:: Given entries ::
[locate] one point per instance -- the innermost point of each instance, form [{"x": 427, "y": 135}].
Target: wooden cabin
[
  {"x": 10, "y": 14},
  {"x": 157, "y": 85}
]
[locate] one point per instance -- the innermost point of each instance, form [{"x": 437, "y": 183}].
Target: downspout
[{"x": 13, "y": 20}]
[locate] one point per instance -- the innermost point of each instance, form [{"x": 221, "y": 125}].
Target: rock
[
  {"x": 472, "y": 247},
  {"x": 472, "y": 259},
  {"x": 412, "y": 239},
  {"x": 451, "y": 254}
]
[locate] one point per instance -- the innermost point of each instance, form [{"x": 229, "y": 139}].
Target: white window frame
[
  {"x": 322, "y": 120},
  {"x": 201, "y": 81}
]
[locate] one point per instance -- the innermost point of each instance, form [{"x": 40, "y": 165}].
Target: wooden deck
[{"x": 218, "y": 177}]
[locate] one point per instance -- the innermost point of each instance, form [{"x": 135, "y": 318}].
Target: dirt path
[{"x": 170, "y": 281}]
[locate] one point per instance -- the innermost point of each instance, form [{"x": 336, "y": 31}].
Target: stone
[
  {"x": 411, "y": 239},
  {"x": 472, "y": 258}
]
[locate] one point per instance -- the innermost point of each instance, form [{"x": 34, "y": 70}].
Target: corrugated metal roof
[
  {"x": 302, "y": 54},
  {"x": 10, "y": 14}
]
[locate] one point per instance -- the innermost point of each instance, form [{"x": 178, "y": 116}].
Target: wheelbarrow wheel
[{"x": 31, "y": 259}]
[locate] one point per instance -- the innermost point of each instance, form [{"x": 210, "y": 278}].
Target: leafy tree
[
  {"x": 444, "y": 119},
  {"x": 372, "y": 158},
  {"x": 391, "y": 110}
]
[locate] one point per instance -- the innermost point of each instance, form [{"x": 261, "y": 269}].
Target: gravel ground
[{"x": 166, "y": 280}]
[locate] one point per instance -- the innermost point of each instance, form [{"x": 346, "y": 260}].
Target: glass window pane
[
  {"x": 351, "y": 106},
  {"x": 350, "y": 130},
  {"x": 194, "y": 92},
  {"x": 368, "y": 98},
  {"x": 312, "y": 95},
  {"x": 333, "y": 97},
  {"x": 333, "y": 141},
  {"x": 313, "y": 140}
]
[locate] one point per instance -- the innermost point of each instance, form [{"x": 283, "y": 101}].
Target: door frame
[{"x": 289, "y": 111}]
:::
• _Written task_: Extract every record and return it verbatim.

• _Answer to the exercise_:
[locate] one point per instance -- the innermost point of each instance, form [{"x": 427, "y": 135}].
Target: wooden cabin
[
  {"x": 10, "y": 14},
  {"x": 157, "y": 85}
]
[locate] one point per instance -- the innermost point of each instance, form [{"x": 437, "y": 183}].
Target: downspout
[{"x": 13, "y": 20}]
[locate] one point per instance -- the innermost point of each instance, form [{"x": 221, "y": 125}].
Target: rock
[
  {"x": 472, "y": 247},
  {"x": 472, "y": 259},
  {"x": 412, "y": 239},
  {"x": 451, "y": 254}
]
[locate] one point per instance -- the innermost point of each instance, form [{"x": 229, "y": 139}].
Target: white window frame
[
  {"x": 322, "y": 120},
  {"x": 201, "y": 81}
]
[locate] one point per instance -- the innermost point of each instance, form [{"x": 40, "y": 165}].
Target: wooden deck
[{"x": 218, "y": 177}]
[locate] one point per instance -- the innermost point of each instance, form [{"x": 135, "y": 318}].
Target: dirt path
[{"x": 170, "y": 281}]
[locate] one point per instance -- the innermost point of each instance, form [{"x": 336, "y": 31}].
Target: stone
[
  {"x": 411, "y": 239},
  {"x": 472, "y": 258}
]
[locate] one point per instance -- the innermost point of each instance, form [{"x": 34, "y": 70}].
Target: corrugated metal roof
[
  {"x": 302, "y": 54},
  {"x": 10, "y": 14}
]
[locate] one point per instance -- the innermost point of each instance, form [{"x": 178, "y": 116}].
Target: wheelbarrow wheel
[{"x": 31, "y": 259}]
[locate] one point per instance -- the innermost point of each instance, form [{"x": 210, "y": 278}].
Target: leafy tree
[
  {"x": 444, "y": 119},
  {"x": 372, "y": 158},
  {"x": 391, "y": 110}
]
[locate] one point per instance -- the innermost point of each instance, form [{"x": 261, "y": 269}].
Target: gravel ground
[{"x": 166, "y": 280}]
[locate] one point per instance -- the innermost point of each instance, form [{"x": 346, "y": 260}].
Target: glass window pane
[
  {"x": 351, "y": 106},
  {"x": 350, "y": 130},
  {"x": 194, "y": 92},
  {"x": 368, "y": 98},
  {"x": 312, "y": 95},
  {"x": 333, "y": 97},
  {"x": 333, "y": 141},
  {"x": 313, "y": 140}
]
[locate] one point per instance -- the innermost point of each instance, form [{"x": 283, "y": 101}].
Target: door frame
[{"x": 289, "y": 111}]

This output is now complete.